**OBJECTIF DU TRAVAIL**
Recopiez sans rien changer le passage de l'article sur le voile au Maroc qui s'ouvre sur les mots contenant « 50% des Marocains » et se clôt sur « les établissements scolaires. ».

**TEXTE FOURNI**
>>>>>
Les Marocaines tous voiles dehors

18 février 2007 - 00h00 - Maroc - Ecrit par : L.A

50% des Marocains sont pour le port obligatoire du voile par la femme. Quelles sont les raisons de cette montée du voile ? Les Marocaines doivent-elles avoir peur ? Décryptage.

Le sondage des Nations Unies, publié en décembre 2006, ne laisse aucun doute. Le port du voile tend à se généraliser au Maroc. Sur les mille Marocains interrogés, la moitié sont pour que la femme porte le voile, que cela lui plaise ou non. En Europe ou au Maghreb, cette pratique suscite des controverses. En France, les affaires du voile continuent à ébranler l’opinion publique après le vote de la loi sur la laïcité en 2005 interdisant tout signe religieux dans les établissements scolaires.

En Angleterre, Jack Straw, ministre chargé des Relations entre le Parlement, a relancé le débat en octobre 2006 en disant qu’il serait favorable que les Musulmanes ne portent pas le voile. Pour tenter d’apaiser la polémique provoquée par cette déclaration, le Premier ministre, Tony Blair, a affirmé dans un entretien télévisé diffusé sur la BBC que ce choix reste une partie intégrante de la liberté individuelle des personnes. Le même mois, le Rassemblement constitutionnel démocratique, le parti tunisien au pouvoir, s’est prononcé pour l’application avec rigueur de la circulaire de 1981 interdisant le port du voile dans les établissements publics et scolaires. Hédi M’henni, secrétaire général du RCD, a déclaré que si les Tunisiens acceptent le hijab ils seront amenés à refuser le droit de la femme au travail, au vote et à l’enseignement. Pour lui, le port du hijab fait partie de pratiques de nature à porter atteinte aux acquis de la femme.

Au Maroc, les discussions sur le port du voile restent timides. Aucune position officielle n’est prise. On connaît seulement celle du Parti de la Justice et du Développement, favorable au port du voile. Les activistes féministes s’aventurent rarement sur ce terrain miné. Les quelques articles de presse se contentent de rapporter l’étendue de cette pratique. Une question s’impose. Doit-on avoir peur du voile au Maroc ?

Bien que rattaché à l’Islam, le voile existait bel et bien avant son avènement. Une loi du XIIème siècle avant J-C en Mésopotamie assyrienne sous le règne du roi Teglath-Phalazar Ier rendait à l’extérieur le port du voile obligatoire à toute femme mariée. Dans le monde grec, la femme convenable se voilait pour sortir. Il apparaît que Hélène de Troie le faisait aussi. Avec l’Islam, le voile s’est généralisé comme un symbole de dignité retrouvée. Le Prophète demandait aux nouvelles converties de se voiler pour se distinguer des esclaves. Dans le Coran, les femmes sont invitées à porter des habits amples, à ne se dévoiler que dans le cercle familial et éviter les comportements provocateurs. Même si, dans le texte sacré, l’obligation du port du voile n’est pas clairement explicitée, aucun des ouvrages des Oulémas de la période islamique ne l’ont remise en cause. À l’époque, la controverse portait sur la forme du voile : la femme doit-elle oui ou non cacher son visage.
<<<<<
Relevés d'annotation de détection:
>>>>>
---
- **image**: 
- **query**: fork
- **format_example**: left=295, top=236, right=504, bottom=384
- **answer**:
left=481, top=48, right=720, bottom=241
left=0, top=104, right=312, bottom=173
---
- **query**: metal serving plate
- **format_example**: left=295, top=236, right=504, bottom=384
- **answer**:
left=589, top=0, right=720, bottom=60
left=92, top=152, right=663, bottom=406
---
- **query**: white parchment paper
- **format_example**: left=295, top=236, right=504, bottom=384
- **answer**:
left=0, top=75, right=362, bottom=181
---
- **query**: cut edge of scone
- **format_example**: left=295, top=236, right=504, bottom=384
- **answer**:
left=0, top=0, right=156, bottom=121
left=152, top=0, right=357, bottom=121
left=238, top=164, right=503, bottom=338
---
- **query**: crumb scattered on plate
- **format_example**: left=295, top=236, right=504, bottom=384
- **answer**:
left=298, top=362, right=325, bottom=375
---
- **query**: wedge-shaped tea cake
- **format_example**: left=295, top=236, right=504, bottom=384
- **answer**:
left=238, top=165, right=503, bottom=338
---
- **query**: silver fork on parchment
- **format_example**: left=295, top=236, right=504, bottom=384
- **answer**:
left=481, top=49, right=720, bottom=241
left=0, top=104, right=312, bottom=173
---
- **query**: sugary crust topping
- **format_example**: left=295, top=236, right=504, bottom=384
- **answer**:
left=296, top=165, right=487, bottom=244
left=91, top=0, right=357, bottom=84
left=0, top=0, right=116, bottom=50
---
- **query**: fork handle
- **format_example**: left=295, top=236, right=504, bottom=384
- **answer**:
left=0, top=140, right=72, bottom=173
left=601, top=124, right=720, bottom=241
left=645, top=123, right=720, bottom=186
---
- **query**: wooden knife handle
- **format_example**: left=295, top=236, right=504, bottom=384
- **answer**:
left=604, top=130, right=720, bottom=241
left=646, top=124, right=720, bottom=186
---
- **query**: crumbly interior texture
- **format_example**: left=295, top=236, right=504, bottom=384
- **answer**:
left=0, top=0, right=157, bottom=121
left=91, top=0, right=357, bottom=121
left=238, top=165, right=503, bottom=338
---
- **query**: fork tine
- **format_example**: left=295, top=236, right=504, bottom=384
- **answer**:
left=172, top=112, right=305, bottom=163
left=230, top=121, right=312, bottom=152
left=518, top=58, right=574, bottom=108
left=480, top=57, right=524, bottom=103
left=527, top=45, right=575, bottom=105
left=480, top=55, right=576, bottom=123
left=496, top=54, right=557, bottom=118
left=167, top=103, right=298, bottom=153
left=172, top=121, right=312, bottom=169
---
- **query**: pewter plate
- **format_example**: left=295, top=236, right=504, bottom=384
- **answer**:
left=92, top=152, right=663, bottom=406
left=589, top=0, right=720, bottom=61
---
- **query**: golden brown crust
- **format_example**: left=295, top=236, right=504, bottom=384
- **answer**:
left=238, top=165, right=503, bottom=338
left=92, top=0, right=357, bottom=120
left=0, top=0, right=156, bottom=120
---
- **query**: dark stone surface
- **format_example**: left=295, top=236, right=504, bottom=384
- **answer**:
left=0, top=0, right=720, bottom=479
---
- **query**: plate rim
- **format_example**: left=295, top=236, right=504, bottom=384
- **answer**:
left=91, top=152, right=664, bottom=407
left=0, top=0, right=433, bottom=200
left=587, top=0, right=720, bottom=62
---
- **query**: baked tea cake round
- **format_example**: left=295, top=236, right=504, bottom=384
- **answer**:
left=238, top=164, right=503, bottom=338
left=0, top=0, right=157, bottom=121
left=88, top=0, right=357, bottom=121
<<<<<
**RÉPONSE ATTENDUE**
50% des Marocains sont pour le port obligatoire du voile par la femme. Quelles sont les raisons de cette montée du voile ? Les Marocaines doivent-elles avoir peur ? Décryptage.

Le sondage des Nations Unies, publié en décembre 2006, ne laisse aucun doute. Le port du voile tend à se généraliser au Maroc. Sur les mille Marocains interrogés, la moitié sont pour que la femme porte le voile, que cela lui plaise ou non. En Europe ou au Maghreb, cette pratique suscite des controverses. En France, les affaires du voile continuent à ébranler l’opinion publique après le vote de la loi sur la laïcité en 2005 interdisant tout signe religieux dans les établissements scolaires.